=== Source material ===
....................
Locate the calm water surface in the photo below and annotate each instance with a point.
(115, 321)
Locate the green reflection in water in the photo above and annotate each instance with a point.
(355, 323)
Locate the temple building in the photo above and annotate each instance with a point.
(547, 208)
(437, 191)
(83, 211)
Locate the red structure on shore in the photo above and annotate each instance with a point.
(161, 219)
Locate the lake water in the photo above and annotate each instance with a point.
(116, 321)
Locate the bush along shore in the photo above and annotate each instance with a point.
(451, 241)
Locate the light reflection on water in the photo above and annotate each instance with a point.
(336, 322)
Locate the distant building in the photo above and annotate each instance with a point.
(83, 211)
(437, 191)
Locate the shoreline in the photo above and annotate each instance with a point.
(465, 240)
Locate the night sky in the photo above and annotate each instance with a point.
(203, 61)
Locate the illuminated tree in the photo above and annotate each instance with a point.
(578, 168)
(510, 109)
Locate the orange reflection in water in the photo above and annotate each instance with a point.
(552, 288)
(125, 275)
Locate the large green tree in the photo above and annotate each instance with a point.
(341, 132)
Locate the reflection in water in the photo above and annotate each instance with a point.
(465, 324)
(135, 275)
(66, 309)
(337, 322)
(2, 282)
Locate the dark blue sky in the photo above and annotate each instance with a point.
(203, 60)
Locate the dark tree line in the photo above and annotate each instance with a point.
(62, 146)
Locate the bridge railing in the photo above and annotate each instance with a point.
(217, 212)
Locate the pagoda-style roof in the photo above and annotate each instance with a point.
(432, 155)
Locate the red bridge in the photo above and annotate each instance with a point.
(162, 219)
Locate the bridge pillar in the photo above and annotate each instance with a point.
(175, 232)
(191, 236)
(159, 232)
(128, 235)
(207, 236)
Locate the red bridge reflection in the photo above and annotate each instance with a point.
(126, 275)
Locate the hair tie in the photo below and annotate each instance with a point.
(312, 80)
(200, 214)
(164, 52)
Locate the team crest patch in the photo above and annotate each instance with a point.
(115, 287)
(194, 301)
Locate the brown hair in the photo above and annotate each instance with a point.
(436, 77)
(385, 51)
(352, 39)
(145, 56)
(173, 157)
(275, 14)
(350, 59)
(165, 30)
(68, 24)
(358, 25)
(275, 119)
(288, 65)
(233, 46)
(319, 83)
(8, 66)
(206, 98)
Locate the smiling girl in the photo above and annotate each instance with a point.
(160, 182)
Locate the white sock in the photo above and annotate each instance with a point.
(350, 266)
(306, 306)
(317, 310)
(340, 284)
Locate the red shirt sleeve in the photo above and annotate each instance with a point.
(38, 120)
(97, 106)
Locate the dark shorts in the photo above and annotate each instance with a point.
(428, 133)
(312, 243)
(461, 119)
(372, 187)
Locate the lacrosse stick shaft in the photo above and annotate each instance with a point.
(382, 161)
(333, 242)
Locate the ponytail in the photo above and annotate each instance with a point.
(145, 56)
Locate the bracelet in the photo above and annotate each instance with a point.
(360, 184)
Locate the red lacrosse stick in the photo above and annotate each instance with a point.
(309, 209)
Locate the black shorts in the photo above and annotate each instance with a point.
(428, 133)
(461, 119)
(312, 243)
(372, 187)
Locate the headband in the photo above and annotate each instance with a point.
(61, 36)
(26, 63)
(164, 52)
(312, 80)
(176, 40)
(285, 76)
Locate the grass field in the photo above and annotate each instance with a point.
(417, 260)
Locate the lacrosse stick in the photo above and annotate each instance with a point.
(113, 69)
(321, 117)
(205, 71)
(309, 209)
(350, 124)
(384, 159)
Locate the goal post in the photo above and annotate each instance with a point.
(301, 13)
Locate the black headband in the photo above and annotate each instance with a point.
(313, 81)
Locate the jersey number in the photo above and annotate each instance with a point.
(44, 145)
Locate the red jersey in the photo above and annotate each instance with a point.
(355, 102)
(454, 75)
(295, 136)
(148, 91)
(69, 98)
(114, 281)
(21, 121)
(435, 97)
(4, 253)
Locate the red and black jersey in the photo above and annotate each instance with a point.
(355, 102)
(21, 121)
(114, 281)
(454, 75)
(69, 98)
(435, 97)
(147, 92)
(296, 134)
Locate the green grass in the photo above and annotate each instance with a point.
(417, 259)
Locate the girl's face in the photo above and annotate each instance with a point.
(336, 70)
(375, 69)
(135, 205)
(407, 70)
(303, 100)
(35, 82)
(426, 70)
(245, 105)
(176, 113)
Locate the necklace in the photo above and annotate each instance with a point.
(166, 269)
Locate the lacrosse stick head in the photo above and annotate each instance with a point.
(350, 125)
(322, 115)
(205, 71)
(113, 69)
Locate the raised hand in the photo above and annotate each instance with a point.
....................
=== Work to do ===
Each line of the material must be restated exactly.

=== The answer ===
Locate the calm water surface in the photo below and annotate each instance with a point.
(115, 321)
Locate the green reflection in water in the photo above and annotate each instance with a point.
(355, 323)
Locate the temple building in the photo above and annotate each instance with a point.
(547, 208)
(437, 191)
(83, 211)
Locate the red structure on shore in the photo above and annotate each instance with a point.
(161, 219)
Locate the lake water in the photo above and annotate each instance with a point.
(116, 321)
Locate the bush along shore in the photo above and annotate each instance with a point.
(451, 241)
Locate the light reflection on water in the photo above and annotate each instance with a point.
(336, 322)
Locate the distant building in the photo above and annotate each instance with a point.
(83, 211)
(437, 191)
Locate the shoreline in the photo above and annotate each instance with a point.
(465, 240)
Locate the night sky in the photo above and annotate each instance with a point.
(203, 61)
Locate the illuminated tree in the photo above and annotate each instance with a point.
(578, 168)
(510, 109)
Locate the orange reflection in water in the photo above and annotate each instance with a point.
(552, 288)
(125, 275)
Locate the large green tree in the photo above and annotate each instance with a point.
(341, 132)
Locate the reflection in water in the photo above and annotate each instance with a point.
(465, 324)
(135, 275)
(66, 309)
(337, 322)
(2, 282)
Locate the dark blue sky in the photo above and annotate each instance with a point.
(203, 60)
Locate the dark tree line in the photo above and annotate each instance with a point.
(62, 146)
Locate the bridge railing in the photo above and annotate each instance with a point.
(217, 212)
Locate the pagoda-style roof in the photo above and annotate each instance with a point.
(432, 155)
Locate the red bridge in the photo above and annotate each instance with a point.
(162, 219)
Locate the bridge pillar in the photo above and annotate each instance with a point.
(175, 232)
(191, 236)
(159, 232)
(128, 235)
(207, 236)
Locate the red bridge reflection in the photo above and annotate each instance with a point.
(126, 275)
Locate the hair tie in the photo below and annotate each instance with a point.
(312, 80)
(200, 214)
(164, 52)
Locate the team crest patch in the photo above and annotate each instance with a point.
(115, 287)
(194, 301)
Locate the brown hair in the photo above and annotate each instance with a point.
(436, 77)
(385, 51)
(352, 39)
(145, 56)
(173, 157)
(275, 14)
(350, 59)
(165, 30)
(68, 24)
(358, 25)
(275, 119)
(288, 65)
(233, 46)
(319, 83)
(8, 66)
(206, 98)
Locate the smiling girl in the photo above and annotate each instance with a point.
(160, 182)
Locate the white sock in the photo above and annotate each instance with a point.
(350, 266)
(306, 306)
(317, 310)
(340, 284)
Locate the red shirt sleeve in the photo above and annotate each instance with a point.
(38, 120)
(97, 106)
Locate the dark shorts in the photo above and annotate each instance with a point.
(428, 133)
(312, 243)
(461, 119)
(372, 187)
Locate the lacrosse stick shaft in the photo above and annotate each instance with a point.
(382, 161)
(333, 242)
Locate the ponytail in the photo above and annotate each instance with a point.
(145, 56)
Locate the bracelet in the photo above and annotate each instance with a point.
(360, 184)
Locate the red lacrosse stick in the photo above and annotate each instance with a point.
(309, 209)
Locate the black shorts in the photo above and annotate each instance with a point.
(428, 133)
(461, 119)
(312, 243)
(372, 187)
Locate the headband in the photo above and annotate each instance with a point.
(61, 36)
(26, 63)
(164, 52)
(312, 80)
(176, 40)
(285, 76)
Locate the grass field in the photo above and annotate each instance with a point.
(417, 260)
Locate the lacrosse stick in the photo above and annotate each instance with a point.
(113, 69)
(321, 117)
(205, 71)
(309, 209)
(350, 124)
(384, 159)
Locate the goal post in the photo above and annotate each instance with a point.
(301, 13)
Locate the black headband in the photo above and annotate each instance with a point.
(313, 81)
Locate the jersey number in the photo above and annotate each instance with a point.
(44, 145)
Locate the red jersey in the photo above and annotate each instance with a point.
(355, 102)
(454, 75)
(295, 136)
(148, 91)
(69, 98)
(114, 281)
(21, 121)
(435, 97)
(4, 253)
Locate the red and black jersey in the photo above and annotate each instance with a point.
(355, 102)
(21, 121)
(114, 281)
(454, 75)
(69, 98)
(435, 97)
(147, 92)
(296, 134)
Locate the green grass in the photo above and annotate each instance with a point.
(417, 259)
Locate the girl's face in the photo above and annotate each instance with a point.
(336, 70)
(375, 69)
(135, 205)
(407, 70)
(303, 100)
(35, 82)
(426, 70)
(245, 105)
(176, 113)
Locate the necklace in the photo above and annotate each instance with a point.
(166, 269)
Locate the lacrosse stick head in the photo above and annotate each instance with a point.
(350, 125)
(322, 115)
(205, 71)
(113, 69)
Locate the raised hand in the photo above and annotate each instance with a point.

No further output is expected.